= ABOUT THIS TASK =
The data below is to be returned in full and exactly.

= MATERIAL FOR THE TASK =
····················
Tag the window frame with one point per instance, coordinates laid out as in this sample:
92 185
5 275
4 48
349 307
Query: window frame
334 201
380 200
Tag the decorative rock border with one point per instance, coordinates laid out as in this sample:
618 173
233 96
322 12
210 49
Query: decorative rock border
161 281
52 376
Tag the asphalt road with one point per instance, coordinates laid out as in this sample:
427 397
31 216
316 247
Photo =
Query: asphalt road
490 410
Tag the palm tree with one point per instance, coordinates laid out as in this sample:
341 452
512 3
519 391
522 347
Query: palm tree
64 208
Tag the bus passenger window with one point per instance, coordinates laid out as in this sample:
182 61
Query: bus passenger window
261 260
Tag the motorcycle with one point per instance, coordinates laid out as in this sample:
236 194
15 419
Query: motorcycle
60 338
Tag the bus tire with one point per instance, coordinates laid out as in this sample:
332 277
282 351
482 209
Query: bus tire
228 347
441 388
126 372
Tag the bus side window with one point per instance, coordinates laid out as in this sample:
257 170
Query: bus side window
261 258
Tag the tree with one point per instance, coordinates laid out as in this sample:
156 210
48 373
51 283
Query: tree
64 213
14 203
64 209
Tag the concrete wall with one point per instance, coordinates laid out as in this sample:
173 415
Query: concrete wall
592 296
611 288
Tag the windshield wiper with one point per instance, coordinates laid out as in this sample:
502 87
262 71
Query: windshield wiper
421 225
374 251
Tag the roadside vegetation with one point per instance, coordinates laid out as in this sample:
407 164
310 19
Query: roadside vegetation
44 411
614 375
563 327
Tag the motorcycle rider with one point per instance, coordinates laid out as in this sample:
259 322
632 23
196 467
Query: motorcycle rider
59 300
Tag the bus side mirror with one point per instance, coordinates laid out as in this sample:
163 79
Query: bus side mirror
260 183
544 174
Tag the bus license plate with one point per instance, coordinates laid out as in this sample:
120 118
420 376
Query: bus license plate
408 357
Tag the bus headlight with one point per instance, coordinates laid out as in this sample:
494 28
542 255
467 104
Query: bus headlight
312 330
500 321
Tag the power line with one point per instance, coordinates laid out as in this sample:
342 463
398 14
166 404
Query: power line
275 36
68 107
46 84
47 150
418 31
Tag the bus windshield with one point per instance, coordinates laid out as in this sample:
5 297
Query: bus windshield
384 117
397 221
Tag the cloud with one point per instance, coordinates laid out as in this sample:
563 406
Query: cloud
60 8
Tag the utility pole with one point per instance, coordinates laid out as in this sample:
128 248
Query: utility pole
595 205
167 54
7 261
····················
= RESULT =
Tag the window frame with one point per instance, coordinates laid out as in this sample:
92 185
5 275
4 48
349 307
Query: window frame
334 201
380 200
Tag the decorative rock border with one point per instance, coordinates laid out as in this sample:
618 173
233 96
322 12
210 49
Query: decorative rock border
161 281
52 376
Tag the asphalt road with one point per instance, coordinates laid out as in this sample:
427 397
31 216
316 247
Photo =
Query: asphalt road
490 410
Tag the palm tree with one point per instance, coordinates laid out as in this sample:
341 452
512 3
519 391
522 347
Query: palm tree
64 208
Tag the bus passenger window with one point per instance, coordinates laid out as in this sample:
182 61
Query: bus passenger window
261 260
Tag the motorcycle with one point per instance, coordinates laid out as in this sample:
236 194
15 419
Query: motorcycle
60 338
Tag the bus tire with one point per instance, coordinates laid out as in this sample:
332 277
282 351
482 209
Query: bus tire
228 347
441 388
126 372
Tag the bus side window with one point per instance, coordinates laid out as in this sample:
257 170
Query: bus side window
261 258
Tag the tree with one point per instance, coordinates laid out as in this sample:
156 210
48 373
51 283
Query: tree
64 213
14 203
64 209
Tag the concrete wall with one point per instance, coordinates laid out as in this sample:
173 415
Query: concrete wall
592 296
611 288
Tag the windshield wiper with one point per instance, coordinates laid out as in this sample:
502 87
262 71
Query: windshield wiper
421 225
374 251
Tag the roadside vegetation with one point per instance, coordinates laid out as in this sample:
407 164
310 19
Query: roadside vegetation
44 411
614 375
563 327
Tag the motorcycle rider with one point per instance, coordinates laid out as in this sample:
259 322
632 23
196 467
Query: motorcycle rider
59 300
Tag the bus side mirror with one point per instance, coordinates laid out as in this sample:
163 79
Query: bus side mirror
260 183
544 174
Tag the bus license plate with one point per instance, coordinates laid out as in this sample:
120 118
420 376
Query: bus license plate
408 357
Tag the bus headlight with one point per instance, coordinates laid out as in this sample:
494 28
542 255
467 104
Query: bus headlight
312 330
500 321
Tag the power line with one point per instance, coordinates laid out as in this sample:
342 463
398 14
166 404
Query: power line
275 36
68 107
46 84
47 150
418 31
Tag the bus windshield with one point per instance, coordinates laid out as in this sample:
5 297
Query: bus windshield
384 117
397 221
Tag the cloud with one point per instance, coordinates laid out as in this sample:
563 406
Query: cloud
60 8
Tag the utility pole with one point per instance, coordinates laid out as in this sample:
128 248
Query: utility pole
595 205
167 54
7 261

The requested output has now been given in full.